» **EXERCISE GOAL**:
Copy out exactly the lines from the one containing "For every instance of the desert" to the end of the records below, both included, and nothing else.

+===+

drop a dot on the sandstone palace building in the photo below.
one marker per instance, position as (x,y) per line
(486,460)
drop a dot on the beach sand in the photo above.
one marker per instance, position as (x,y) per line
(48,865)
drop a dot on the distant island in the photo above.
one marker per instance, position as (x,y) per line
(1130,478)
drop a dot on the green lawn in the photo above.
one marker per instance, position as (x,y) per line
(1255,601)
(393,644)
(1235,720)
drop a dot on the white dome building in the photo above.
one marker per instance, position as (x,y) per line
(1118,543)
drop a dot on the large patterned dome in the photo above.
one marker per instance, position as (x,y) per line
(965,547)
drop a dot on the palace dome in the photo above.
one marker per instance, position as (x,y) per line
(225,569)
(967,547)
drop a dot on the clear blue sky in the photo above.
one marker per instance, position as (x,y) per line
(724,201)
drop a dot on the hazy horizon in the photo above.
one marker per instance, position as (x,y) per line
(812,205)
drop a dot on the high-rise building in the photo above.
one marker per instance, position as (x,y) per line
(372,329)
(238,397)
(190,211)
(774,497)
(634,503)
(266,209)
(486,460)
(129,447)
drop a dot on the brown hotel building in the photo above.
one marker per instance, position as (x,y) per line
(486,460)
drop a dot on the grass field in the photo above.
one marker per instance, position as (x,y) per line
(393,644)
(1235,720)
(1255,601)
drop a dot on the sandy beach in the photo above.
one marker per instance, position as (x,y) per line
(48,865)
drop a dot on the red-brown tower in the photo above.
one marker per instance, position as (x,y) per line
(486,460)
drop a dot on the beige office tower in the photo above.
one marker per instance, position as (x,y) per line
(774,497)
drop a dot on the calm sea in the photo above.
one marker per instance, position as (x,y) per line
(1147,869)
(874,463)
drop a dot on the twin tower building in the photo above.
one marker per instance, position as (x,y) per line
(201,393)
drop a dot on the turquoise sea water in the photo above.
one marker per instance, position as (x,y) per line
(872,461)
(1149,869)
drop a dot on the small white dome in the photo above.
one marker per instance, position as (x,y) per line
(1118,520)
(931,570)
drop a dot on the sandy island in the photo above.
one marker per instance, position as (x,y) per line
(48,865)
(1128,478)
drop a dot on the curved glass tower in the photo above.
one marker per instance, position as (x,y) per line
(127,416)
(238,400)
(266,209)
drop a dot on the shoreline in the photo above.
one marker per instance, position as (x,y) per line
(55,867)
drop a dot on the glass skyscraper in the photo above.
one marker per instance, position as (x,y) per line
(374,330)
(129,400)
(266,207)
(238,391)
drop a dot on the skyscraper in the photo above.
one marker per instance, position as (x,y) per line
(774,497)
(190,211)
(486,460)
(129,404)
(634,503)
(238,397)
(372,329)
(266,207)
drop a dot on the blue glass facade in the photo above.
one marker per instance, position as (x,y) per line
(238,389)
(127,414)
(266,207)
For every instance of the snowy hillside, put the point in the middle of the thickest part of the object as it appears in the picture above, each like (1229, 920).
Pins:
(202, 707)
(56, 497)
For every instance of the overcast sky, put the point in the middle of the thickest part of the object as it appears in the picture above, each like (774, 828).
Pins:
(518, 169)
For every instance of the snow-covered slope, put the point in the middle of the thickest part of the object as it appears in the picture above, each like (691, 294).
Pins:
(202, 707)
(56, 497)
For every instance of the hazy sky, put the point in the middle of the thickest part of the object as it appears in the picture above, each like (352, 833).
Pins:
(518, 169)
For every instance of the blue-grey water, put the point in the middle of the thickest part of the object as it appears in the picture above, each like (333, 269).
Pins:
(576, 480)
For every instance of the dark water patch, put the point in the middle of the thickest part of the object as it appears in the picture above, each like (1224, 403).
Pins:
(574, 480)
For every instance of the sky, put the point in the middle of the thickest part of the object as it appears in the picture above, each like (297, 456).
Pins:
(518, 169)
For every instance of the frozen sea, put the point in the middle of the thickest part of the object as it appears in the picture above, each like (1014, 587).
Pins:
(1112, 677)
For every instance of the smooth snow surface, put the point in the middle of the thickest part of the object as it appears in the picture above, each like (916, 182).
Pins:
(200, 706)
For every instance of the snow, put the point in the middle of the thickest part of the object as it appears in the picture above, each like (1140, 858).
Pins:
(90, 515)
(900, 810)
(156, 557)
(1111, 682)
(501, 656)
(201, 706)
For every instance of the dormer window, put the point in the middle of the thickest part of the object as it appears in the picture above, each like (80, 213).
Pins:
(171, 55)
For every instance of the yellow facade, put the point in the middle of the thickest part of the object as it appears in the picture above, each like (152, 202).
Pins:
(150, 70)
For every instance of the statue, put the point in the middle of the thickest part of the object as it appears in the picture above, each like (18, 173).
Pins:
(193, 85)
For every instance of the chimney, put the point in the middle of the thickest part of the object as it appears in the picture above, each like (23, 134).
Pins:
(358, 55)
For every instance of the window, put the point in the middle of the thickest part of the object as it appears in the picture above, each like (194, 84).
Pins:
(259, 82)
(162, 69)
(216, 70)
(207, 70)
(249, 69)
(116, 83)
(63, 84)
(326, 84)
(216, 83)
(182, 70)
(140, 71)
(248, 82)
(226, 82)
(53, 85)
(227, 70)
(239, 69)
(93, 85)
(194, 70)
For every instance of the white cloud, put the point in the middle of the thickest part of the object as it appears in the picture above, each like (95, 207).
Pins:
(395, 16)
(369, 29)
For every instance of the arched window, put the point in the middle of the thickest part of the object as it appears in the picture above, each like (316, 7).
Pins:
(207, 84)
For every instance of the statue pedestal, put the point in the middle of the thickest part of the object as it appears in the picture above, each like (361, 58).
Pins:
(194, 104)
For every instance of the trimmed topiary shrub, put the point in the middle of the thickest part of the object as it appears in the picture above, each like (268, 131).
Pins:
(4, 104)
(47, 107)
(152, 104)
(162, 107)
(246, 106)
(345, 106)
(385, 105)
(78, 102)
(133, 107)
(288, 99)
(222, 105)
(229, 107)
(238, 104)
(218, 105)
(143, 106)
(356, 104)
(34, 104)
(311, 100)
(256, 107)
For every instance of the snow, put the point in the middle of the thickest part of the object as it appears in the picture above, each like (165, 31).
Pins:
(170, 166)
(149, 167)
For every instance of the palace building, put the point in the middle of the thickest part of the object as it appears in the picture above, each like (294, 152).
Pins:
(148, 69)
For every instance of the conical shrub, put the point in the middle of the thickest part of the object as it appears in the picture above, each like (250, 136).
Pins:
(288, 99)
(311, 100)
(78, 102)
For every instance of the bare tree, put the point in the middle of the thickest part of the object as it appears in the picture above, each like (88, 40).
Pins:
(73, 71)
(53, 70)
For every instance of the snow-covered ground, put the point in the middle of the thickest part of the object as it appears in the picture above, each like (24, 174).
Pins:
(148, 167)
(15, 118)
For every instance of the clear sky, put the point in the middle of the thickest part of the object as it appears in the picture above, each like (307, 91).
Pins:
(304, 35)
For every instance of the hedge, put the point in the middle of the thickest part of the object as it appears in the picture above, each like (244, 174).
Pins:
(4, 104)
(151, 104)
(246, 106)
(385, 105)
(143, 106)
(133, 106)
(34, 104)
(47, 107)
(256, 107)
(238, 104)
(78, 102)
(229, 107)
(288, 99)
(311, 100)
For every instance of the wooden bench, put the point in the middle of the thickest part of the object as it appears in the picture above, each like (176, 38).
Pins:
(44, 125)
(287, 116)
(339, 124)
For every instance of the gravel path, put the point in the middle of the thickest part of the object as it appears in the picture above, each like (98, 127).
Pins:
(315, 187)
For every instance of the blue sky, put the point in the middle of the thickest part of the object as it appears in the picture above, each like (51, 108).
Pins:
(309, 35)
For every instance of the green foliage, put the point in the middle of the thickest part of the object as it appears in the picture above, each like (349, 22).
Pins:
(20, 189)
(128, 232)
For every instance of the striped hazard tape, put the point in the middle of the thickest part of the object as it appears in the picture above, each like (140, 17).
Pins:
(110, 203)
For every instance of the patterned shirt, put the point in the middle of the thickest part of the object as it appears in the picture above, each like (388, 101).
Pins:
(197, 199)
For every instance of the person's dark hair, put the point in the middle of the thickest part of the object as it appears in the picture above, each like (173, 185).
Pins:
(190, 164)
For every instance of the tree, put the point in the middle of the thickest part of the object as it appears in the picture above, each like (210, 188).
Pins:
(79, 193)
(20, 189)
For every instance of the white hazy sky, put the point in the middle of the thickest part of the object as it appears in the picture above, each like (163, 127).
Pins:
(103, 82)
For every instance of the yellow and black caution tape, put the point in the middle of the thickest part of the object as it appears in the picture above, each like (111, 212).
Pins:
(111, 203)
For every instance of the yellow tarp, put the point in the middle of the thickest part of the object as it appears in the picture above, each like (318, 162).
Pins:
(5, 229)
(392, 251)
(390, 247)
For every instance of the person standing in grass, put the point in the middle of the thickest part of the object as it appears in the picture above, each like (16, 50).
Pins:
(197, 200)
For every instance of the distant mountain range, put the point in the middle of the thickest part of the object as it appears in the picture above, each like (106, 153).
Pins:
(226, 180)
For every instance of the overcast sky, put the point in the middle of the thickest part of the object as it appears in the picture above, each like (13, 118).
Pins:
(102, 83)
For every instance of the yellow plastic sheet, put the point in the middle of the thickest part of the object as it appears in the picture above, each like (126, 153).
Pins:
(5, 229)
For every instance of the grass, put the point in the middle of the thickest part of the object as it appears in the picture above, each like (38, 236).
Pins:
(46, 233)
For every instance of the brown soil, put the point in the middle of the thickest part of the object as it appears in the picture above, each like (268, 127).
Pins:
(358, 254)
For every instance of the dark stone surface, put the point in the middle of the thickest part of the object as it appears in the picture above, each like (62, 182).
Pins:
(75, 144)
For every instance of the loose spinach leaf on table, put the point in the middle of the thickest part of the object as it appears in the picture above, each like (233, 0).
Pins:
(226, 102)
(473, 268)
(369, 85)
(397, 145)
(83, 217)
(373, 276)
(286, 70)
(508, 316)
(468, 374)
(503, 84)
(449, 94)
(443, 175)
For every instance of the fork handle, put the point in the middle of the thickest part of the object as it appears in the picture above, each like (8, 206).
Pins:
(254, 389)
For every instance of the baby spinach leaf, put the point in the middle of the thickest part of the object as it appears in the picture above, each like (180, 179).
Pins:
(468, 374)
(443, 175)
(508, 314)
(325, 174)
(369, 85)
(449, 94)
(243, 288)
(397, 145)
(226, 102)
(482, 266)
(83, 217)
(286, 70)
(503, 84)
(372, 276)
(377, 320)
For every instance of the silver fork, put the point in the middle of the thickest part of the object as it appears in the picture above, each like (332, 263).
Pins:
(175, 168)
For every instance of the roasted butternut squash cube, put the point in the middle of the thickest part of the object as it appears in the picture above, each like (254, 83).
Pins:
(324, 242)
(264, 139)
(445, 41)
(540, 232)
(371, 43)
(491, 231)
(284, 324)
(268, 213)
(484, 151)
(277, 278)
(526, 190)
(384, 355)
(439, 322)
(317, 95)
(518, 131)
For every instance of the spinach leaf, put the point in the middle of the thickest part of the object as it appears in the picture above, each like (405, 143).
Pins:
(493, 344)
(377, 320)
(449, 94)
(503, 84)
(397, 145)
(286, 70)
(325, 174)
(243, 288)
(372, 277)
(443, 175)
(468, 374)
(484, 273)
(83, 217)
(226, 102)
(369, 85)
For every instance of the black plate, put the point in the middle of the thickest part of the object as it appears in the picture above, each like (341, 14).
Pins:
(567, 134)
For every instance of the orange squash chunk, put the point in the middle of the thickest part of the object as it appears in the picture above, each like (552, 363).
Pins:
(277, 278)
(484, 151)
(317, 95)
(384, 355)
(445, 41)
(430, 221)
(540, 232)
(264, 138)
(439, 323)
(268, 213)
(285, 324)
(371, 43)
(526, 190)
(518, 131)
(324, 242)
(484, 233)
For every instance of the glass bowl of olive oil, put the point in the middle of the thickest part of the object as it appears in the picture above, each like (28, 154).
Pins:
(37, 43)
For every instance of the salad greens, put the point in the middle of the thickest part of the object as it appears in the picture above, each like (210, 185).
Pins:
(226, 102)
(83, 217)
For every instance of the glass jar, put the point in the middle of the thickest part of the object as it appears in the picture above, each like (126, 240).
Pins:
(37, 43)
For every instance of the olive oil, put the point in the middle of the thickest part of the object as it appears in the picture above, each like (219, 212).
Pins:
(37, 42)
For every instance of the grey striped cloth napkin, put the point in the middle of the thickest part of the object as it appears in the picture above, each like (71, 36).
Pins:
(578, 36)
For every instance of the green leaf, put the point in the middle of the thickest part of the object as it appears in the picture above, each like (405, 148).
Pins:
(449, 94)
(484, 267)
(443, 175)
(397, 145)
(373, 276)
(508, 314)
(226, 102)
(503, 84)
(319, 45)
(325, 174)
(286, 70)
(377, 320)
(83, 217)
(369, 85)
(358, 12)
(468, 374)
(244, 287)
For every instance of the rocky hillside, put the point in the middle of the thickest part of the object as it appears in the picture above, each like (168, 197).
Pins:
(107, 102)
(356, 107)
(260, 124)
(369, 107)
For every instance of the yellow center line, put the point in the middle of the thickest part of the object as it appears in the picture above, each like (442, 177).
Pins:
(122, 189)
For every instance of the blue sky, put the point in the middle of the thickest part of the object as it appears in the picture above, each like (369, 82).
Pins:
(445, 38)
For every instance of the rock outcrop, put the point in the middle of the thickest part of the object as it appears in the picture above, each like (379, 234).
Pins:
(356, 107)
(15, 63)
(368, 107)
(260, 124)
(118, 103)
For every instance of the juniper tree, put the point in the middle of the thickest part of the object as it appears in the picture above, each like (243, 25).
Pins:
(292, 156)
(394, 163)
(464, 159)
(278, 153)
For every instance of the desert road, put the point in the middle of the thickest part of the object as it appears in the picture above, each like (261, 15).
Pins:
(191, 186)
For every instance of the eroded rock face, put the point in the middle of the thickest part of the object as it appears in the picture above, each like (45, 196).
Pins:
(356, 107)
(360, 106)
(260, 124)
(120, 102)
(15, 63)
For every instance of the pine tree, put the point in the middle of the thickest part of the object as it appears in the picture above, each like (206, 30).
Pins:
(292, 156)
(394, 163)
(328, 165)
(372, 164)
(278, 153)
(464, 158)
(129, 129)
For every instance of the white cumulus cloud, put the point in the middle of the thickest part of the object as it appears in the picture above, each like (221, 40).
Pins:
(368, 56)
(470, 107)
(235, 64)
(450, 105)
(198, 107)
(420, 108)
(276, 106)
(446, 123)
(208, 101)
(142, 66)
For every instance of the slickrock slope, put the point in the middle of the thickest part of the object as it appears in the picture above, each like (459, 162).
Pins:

+===+

» **THE REPLY**:
For every instance of the desert road, put the point in the middle of the thickest part of the object as it appears in the picture above, each like (261, 15).
Pins:
(191, 186)
For every instance of the eroded rock face, put the point in the middle of the thickest part of the object as it appears in the picture above, each like (45, 196).
Pins:
(356, 107)
(360, 106)
(260, 124)
(120, 102)
(15, 63)
For every instance of the pine tree, put the point in the middle of the thickest part of the object as it appears in the picture above, each like (206, 30).
Pins:
(292, 156)
(394, 163)
(328, 165)
(372, 164)
(278, 153)
(464, 158)
(129, 129)
For every instance of the white cumulus cloud, put the point in the middle of the thickest part of the object as it appears in the picture above, each like (221, 40).
Pins:
(368, 56)
(470, 107)
(235, 64)
(450, 105)
(198, 107)
(420, 108)
(276, 106)
(446, 123)
(208, 101)
(142, 66)
For every instance of the slickrock slope, put the point in the middle of the thickest part of the object as it appears in the picture above, each like (459, 162).
Pins:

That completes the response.